PROVIDED INFORMATION start

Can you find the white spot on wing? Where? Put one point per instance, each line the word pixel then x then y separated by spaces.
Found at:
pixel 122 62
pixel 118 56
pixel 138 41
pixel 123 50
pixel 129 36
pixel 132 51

PROVIDED INFORMATION end

● PROBLEM DETAILS
Retype every row above, keeping each character and line break unchanged.

● ANSWER TO THIS PROBLEM
Can you find the white spot on wing? Where? Put one point per instance, each line the word pixel then x then y separated by spaces.
Found at:
pixel 122 62
pixel 118 56
pixel 138 41
pixel 123 50
pixel 129 36
pixel 132 51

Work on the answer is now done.